§ **WHAT YOU HAVE TO DO**
Each record below gets repeated exactly, and pictures stay out of the copy.

§ **Image-backed grounding data**
○ ○ ○ ○ ○

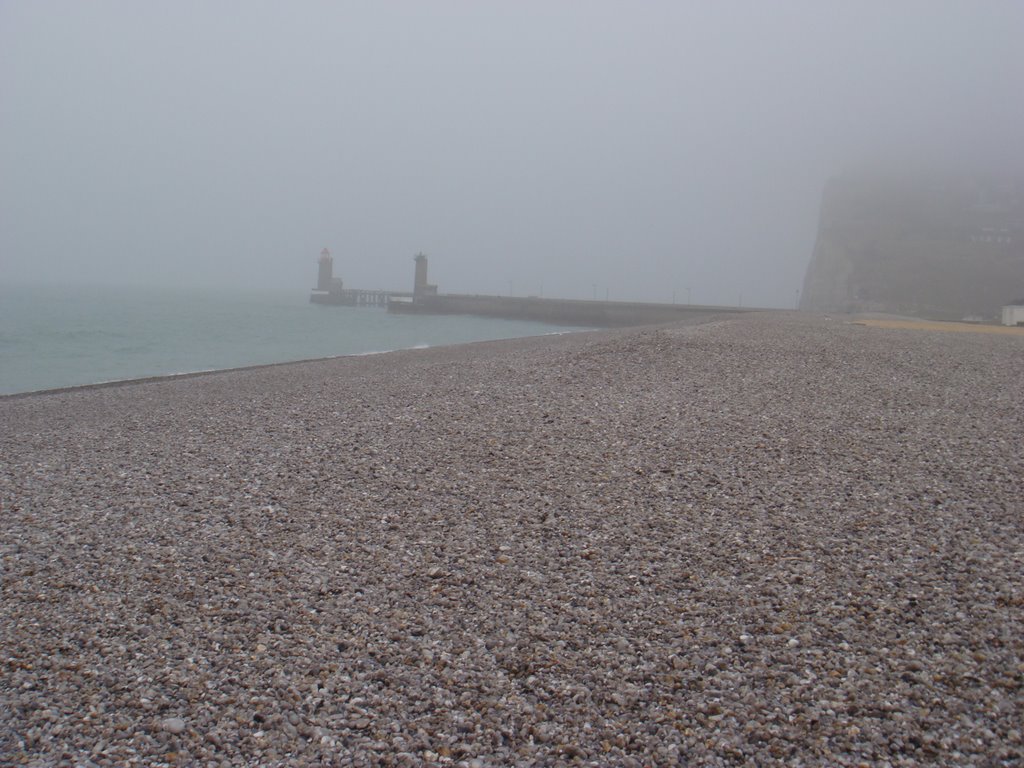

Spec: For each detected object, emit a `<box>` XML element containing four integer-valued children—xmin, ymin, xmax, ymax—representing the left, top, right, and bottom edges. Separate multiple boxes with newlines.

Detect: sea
<box><xmin>0</xmin><ymin>283</ymin><xmax>581</xmax><ymax>396</ymax></box>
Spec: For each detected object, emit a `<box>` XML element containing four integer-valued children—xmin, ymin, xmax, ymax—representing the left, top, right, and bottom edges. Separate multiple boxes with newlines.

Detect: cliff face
<box><xmin>800</xmin><ymin>176</ymin><xmax>1024</xmax><ymax>319</ymax></box>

○ ○ ○ ○ ○

§ **OUTPUT**
Spec: For each detected object, emit a `<box>` XML element containing four integer-valued children—xmin, ymin, xmax, ymax—representing the left, top, right, and bottom edges. Separate multiple boxes with newlines.

Detect: sea
<box><xmin>0</xmin><ymin>283</ymin><xmax>581</xmax><ymax>396</ymax></box>
Spec: For each detected object, emit a `<box>` XML element containing four integer-valued children—xmin, ymin, xmax, ymax—representing the left, top, right, and bottom edges. Separate multiple boxes with newlines.

Detect: cliff face
<box><xmin>800</xmin><ymin>176</ymin><xmax>1024</xmax><ymax>319</ymax></box>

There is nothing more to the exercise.